Instruções das tarefas:
- 1) Segundo o texto sobre o renascimento do The Cure, de que banda o baterista Boris Williams havia sido membro?
- 2) Escreva a continuação do texto sobre o renascimento do The Cure, a partir da última frase apresentada.

Trecho fornecido:
──────────

Datas Especiais – 35 anos do renascimento do The Cure
Por Micael Machado
O final do ano de 1984 não foi fácil para o guitarrista e vocalista Robert Smith, principal compositor do grupo inglês The Cure. Por motivos de saúde (física e mental), ele havia se forçado a sair do Siouxsie and the Banshees, onde atuava como um “simples” guitarrista, em uma busca de fugir da pressão e das responsabilidades de seu grupo principal. Este, por sua vez, apesar de ter acabado de lançar um álbum ao vivo (intitulado Concert), chegava esfacelado aquele final de ano, apos a demissão do baterista Andy Anderson (que, depois de muitas desavenças com outros membros do grupo, quebrou completamente um quarto de hotel no Japão e foi demitido ainda antes do final da turnê de divulgação do mais recente álbum de estúdio até então, The Top, também de 1984) e a saída voluntária do baixista e produtor Phil Thornalley (que, segundo suas próprias palavras, descobriu durante a excursão que “fazer turnês não é para os fracos de coração”, e que se adaptava muito melhor aos ambientes fechados do estúdio do que à vida ao ar livre da estrada). Além disso, o guitarrista Porl Thompson (velho amigo de Robert, e que havia participado de uma das primeiras formações do grupo) havia participado da turnê apenas com o status de “músico convidado”, não fazendo realmente parte da formação do The Cure, que tinha em seu outro membro fundador, o tecladista Lol Tolhurst, um sujeito que passava mais tempo brigando com seus demônios pessoais (especialmente o álcool) do que contribuindo ativamente para a musicalidade da banda.
A entrada do baterista Boris Williams (ex-membro dos Thompson Twins) para completar a excursão acabou solucionando a parte percussiva do problema, mas faltava ainda resolver a questão da outra metade da seção rítmica do grupo. Um roadie da banda, Gary Biddles, acabou intermediando uma reunião entre Smith e Simon Gallup, ex-baixista do próprio Cure, com o qual havia gravado os discos mais bem sucedidos do conjunto até então (a “trilogia negra” formada pelos álbuns Seventeen Seconds, Faith, e Pornography), e que havia saído da banda após desentendimentos com Robert que chegaram até as “vias de fato” durante a última excursão de que o baixista participou. Segundo Biddles, os dois se encontraram perto de sua casa, foram até um bar e, “algumas cervejas depois, estavam conversando de novo”. Smith fez então o convite para o retorno, Gallup aceitou, e as quatro cordas da banda ganhavam seu dono permanente desde então. Bastava apenas que Robert oficializasse a posição de Thompson como responsável pelas guitarras do grupo, e a entidade The Cure estava então pronta para renascer.

──────────

Trechos dos dados:
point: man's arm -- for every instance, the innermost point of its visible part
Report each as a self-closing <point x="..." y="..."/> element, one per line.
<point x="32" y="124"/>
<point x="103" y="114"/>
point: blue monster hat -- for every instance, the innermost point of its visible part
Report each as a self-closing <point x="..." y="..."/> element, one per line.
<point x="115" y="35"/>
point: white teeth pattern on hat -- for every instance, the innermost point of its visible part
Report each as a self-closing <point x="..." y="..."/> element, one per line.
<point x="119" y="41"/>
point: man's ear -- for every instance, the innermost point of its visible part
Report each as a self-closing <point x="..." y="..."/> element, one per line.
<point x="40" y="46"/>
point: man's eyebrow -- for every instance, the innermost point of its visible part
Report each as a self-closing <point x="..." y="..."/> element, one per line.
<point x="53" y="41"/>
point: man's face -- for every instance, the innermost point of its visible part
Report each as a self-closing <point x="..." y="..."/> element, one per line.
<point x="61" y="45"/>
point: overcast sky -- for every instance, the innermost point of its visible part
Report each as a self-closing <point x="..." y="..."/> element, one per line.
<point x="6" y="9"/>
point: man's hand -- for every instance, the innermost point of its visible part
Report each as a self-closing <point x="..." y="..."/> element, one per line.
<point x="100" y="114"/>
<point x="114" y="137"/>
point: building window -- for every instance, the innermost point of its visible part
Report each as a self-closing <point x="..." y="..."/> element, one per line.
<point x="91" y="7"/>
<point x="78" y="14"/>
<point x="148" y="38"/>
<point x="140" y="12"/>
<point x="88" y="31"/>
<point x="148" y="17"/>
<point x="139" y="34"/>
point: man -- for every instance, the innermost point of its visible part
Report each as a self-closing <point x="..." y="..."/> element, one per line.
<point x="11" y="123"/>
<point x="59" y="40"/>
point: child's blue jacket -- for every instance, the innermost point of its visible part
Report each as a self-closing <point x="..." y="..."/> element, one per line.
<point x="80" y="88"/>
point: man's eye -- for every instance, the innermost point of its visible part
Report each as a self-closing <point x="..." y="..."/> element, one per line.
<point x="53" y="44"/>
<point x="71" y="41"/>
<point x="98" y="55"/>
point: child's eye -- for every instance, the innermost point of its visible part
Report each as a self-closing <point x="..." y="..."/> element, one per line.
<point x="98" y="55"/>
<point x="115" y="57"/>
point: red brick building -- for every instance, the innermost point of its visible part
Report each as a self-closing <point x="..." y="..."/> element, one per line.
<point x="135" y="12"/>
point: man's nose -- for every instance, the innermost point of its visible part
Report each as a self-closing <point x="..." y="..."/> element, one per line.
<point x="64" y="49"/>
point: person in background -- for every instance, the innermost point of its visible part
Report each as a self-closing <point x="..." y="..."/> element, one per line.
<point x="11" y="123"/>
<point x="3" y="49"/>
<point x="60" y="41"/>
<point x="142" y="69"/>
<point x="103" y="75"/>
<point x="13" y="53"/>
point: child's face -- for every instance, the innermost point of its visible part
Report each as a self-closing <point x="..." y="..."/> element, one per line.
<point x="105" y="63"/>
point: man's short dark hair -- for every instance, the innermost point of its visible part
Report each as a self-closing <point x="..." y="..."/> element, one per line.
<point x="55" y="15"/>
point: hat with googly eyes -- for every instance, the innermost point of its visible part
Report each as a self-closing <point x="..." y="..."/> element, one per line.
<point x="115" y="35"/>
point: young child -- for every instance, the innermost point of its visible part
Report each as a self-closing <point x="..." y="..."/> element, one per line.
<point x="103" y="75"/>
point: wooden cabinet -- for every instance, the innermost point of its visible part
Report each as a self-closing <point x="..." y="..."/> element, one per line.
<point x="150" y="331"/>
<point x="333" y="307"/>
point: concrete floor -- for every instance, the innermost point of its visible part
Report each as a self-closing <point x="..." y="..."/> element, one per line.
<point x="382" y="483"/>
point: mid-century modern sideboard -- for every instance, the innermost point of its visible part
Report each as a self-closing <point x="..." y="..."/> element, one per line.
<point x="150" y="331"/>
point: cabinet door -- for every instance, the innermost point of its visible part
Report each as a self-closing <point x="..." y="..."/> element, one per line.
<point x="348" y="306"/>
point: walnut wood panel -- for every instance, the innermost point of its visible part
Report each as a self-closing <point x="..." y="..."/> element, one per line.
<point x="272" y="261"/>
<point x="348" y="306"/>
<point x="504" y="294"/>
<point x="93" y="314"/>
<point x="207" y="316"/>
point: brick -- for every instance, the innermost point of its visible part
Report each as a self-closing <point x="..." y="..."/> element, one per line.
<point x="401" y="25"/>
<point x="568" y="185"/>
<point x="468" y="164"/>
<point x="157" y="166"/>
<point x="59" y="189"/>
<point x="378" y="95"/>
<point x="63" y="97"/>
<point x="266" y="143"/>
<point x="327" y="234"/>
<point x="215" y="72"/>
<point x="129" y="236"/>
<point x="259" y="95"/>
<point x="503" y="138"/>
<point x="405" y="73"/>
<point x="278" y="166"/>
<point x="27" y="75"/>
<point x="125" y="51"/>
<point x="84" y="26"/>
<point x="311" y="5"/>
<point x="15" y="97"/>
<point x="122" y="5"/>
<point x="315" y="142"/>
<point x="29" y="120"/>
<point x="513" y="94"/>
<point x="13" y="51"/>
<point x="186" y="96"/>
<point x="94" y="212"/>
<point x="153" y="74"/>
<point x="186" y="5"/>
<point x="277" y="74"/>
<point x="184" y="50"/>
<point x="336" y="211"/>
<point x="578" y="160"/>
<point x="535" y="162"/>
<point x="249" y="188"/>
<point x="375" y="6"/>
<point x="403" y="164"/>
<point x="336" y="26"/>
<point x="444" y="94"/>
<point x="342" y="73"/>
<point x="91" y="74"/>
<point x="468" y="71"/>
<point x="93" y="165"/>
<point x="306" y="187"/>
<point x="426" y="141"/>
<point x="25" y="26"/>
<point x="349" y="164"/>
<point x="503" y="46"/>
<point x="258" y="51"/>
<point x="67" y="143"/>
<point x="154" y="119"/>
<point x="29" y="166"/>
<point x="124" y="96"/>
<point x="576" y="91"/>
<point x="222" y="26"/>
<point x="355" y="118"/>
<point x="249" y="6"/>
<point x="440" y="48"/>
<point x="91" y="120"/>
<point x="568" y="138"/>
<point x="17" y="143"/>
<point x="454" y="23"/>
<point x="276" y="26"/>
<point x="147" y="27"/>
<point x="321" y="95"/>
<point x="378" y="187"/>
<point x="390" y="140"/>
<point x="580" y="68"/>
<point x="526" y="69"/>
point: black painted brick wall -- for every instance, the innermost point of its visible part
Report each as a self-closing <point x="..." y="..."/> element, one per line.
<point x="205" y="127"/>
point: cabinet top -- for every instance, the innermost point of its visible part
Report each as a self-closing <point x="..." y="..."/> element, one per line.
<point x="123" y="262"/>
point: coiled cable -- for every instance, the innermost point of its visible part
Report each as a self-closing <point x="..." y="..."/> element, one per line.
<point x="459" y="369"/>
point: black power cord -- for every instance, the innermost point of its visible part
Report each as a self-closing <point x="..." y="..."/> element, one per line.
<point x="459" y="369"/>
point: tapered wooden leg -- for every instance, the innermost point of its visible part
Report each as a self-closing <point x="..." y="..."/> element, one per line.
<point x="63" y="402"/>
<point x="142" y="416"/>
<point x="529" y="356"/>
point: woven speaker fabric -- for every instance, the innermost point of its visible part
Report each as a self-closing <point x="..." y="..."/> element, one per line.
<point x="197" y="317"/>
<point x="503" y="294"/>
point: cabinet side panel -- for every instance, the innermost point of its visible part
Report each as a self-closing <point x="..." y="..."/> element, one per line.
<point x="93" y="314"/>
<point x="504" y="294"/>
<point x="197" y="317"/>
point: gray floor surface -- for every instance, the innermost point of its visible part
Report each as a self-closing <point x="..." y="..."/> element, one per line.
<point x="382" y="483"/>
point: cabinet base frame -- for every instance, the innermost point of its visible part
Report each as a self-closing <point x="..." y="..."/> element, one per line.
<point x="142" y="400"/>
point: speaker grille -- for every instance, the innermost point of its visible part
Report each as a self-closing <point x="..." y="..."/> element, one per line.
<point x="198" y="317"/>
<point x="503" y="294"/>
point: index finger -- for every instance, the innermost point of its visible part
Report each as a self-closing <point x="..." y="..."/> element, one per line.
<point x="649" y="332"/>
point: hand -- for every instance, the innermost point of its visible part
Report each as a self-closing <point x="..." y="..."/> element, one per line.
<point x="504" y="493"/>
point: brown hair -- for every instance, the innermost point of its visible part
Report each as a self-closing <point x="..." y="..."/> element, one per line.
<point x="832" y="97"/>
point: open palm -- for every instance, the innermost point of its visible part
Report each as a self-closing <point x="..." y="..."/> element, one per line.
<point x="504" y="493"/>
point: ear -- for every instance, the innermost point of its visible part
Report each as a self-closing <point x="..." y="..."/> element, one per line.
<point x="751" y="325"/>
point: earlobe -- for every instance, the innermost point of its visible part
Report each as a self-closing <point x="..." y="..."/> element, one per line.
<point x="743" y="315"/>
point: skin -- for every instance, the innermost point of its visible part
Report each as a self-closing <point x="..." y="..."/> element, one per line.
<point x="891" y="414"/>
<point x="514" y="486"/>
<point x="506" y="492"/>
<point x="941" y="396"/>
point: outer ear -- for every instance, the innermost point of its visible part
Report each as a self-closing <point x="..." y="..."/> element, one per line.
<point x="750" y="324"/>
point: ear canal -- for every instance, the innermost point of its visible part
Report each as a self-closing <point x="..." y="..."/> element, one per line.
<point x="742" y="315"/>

──────────

Resultados por tarefa:
- 1) Thompson Twins.

- 2)
Em fevereiro de 1985, a nova formação em quinteto se reuniu no F2 Studios, na Inglaterra, onde Smith mostrou aos outros algumas ideias musicais que havia registrado sozinho, e que, desenvolvidas ao longo do primeiro semestre daquele ano, resultariam em The Head on the Door, lançado a 26 de agosto daquele ano, e que mudaria para sempre a história e o status do The Cure no mundo da música. Pela primeira vez, todas as faixas tiveram Robert como compositor exclusivo, sem a participação dos outros membros. “Bob” Smith já declarou que sua intenção era “gravar músicas sombrias e músicas pop e colocá-las no mesmo álbum”, músicas que “criassem um tipo de tensão ao casar letras levemente amargas a melodias realmente doces”. Um belo exemplo disso pode ser encontrado em “In Between Days”, primeiro single lançado (ainda em julho) e faixa que abre o disco, com sua melodia alegre e divertida (conduzida pelo violão, algo raro na discografia da banda até então) emoldurada por uma letra onde Robert lamenta a perda de sua companheira e implora sua volta. A canção recebeu um icônico vídeo clipe dirigido por Tim Pope, que foi muito bem aceito na MTV dos Estados Unidos, e ajudou a catapultar o nome do grupo naquele país, com o sucesso apenas aumentando após o lançamento do segundo single (e clipe, do mesmo diretor), “Close to Me”, outra canção pop e alegre, cujos versos dariam origem ao nome do álbum, e que, segundo Smith (em uma das várias repostas que ele deu ao longo dos anos tentando explicar este título, e que está presente no encarte da reedição de 2006), veio de um “pesadelo recorrente de infância, onde uma cabeça sem corpo me encarava de cima da porta de meu quarto”… dá para perceber que, apesar de tudo, Smith não estava tão alegre assim à época.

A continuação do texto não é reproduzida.